Provided records section start

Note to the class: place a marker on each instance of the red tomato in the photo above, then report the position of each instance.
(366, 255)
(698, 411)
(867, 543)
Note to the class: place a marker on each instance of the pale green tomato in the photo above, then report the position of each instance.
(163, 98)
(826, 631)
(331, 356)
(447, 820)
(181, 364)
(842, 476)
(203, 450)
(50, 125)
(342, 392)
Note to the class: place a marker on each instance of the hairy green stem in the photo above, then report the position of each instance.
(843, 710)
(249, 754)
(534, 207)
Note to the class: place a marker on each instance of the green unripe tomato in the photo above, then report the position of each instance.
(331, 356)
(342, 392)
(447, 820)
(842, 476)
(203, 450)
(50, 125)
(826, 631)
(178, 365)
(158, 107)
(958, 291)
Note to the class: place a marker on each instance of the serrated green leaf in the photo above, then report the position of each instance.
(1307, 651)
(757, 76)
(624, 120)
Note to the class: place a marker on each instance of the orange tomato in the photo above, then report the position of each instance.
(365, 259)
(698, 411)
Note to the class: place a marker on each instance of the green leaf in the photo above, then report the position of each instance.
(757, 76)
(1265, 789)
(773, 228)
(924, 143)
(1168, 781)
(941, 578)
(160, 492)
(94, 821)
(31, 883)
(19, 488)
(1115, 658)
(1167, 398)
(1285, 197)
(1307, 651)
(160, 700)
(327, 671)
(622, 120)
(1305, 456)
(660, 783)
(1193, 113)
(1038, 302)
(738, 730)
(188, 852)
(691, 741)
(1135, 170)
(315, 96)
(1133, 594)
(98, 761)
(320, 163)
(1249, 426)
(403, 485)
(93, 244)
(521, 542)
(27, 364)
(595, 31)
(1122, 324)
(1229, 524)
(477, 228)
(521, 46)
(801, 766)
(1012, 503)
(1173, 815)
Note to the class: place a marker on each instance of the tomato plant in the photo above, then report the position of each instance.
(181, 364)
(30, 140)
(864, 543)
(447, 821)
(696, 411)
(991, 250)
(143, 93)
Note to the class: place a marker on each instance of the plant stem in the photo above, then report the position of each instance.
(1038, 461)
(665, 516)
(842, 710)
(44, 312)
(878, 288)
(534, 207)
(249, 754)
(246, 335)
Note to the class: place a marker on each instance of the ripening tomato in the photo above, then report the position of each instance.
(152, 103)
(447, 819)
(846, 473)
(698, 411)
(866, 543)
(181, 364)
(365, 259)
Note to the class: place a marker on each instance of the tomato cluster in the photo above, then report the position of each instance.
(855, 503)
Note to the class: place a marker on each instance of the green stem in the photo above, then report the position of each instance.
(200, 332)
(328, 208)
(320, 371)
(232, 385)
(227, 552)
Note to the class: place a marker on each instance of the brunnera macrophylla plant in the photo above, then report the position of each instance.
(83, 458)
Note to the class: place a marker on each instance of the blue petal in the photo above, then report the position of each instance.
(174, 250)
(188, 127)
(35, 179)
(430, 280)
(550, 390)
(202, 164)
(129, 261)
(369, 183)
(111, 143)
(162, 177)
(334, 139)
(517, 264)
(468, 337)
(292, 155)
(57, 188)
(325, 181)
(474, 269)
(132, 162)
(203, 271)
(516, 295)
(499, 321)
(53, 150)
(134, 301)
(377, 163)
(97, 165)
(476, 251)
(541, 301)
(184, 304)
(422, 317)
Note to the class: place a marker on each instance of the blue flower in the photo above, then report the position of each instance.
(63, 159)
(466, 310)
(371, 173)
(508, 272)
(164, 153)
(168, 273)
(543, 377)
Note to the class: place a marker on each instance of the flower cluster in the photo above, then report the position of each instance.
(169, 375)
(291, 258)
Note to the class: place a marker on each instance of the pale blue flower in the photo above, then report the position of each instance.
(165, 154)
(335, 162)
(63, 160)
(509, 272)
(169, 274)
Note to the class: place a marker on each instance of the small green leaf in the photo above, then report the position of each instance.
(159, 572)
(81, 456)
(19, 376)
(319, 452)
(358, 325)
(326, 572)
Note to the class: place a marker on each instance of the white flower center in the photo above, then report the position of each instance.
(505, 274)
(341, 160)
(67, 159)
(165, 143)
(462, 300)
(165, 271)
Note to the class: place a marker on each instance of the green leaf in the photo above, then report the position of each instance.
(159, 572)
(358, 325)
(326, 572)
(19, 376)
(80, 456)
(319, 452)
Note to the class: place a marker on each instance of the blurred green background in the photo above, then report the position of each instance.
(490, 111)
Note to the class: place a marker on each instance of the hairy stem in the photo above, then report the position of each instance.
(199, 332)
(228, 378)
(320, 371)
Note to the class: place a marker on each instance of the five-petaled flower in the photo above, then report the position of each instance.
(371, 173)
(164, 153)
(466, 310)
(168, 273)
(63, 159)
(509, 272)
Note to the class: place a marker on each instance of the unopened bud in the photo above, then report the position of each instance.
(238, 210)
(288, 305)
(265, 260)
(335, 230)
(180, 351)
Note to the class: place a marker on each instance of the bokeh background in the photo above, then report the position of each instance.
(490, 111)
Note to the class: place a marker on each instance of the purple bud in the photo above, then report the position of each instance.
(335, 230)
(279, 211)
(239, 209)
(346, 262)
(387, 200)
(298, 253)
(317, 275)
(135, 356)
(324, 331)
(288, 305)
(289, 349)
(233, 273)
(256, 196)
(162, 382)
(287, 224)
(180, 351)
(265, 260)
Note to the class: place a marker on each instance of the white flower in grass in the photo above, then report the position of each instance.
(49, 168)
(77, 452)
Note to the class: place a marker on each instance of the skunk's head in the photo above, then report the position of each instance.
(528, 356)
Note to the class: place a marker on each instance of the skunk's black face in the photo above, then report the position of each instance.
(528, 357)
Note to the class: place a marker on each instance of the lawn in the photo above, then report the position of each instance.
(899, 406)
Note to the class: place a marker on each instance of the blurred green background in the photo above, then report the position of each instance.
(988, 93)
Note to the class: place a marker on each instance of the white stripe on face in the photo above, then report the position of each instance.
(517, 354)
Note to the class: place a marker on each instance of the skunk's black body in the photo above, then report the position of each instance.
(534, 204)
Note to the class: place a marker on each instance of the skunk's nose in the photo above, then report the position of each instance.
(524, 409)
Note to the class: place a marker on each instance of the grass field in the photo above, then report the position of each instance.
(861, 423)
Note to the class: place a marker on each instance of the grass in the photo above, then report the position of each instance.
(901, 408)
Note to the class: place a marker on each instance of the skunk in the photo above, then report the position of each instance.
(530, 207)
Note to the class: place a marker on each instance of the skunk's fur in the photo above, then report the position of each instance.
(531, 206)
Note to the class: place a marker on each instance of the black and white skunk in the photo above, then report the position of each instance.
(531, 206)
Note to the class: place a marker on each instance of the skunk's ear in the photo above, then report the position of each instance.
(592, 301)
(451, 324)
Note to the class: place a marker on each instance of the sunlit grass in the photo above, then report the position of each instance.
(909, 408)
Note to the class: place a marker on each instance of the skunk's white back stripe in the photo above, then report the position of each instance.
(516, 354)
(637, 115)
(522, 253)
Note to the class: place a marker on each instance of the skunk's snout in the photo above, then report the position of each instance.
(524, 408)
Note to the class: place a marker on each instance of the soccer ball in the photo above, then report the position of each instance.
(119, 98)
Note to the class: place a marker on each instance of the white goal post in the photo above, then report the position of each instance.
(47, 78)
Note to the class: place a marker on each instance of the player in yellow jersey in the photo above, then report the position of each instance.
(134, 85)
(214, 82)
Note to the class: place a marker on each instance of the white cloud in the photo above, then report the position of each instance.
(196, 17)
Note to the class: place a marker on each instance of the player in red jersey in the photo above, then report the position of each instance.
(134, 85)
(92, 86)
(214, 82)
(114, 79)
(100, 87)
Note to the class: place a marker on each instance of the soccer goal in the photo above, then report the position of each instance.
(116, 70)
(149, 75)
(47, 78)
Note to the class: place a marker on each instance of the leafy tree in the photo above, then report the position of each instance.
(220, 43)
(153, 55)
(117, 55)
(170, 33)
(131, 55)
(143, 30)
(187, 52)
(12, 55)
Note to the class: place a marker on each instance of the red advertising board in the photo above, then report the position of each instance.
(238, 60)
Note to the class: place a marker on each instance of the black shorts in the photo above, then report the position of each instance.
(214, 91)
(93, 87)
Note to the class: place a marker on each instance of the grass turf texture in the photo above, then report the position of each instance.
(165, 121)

Provided records section end

The problem:
Reproduce exactly the lines from the one with "the grass turf" through the last line of the entries, keeping both of those lines and nothing else.

Solution to this problem:
Note to the class: place a marker on each instance of the grass turf texture in the photo above, then report the position of each instance.
(165, 121)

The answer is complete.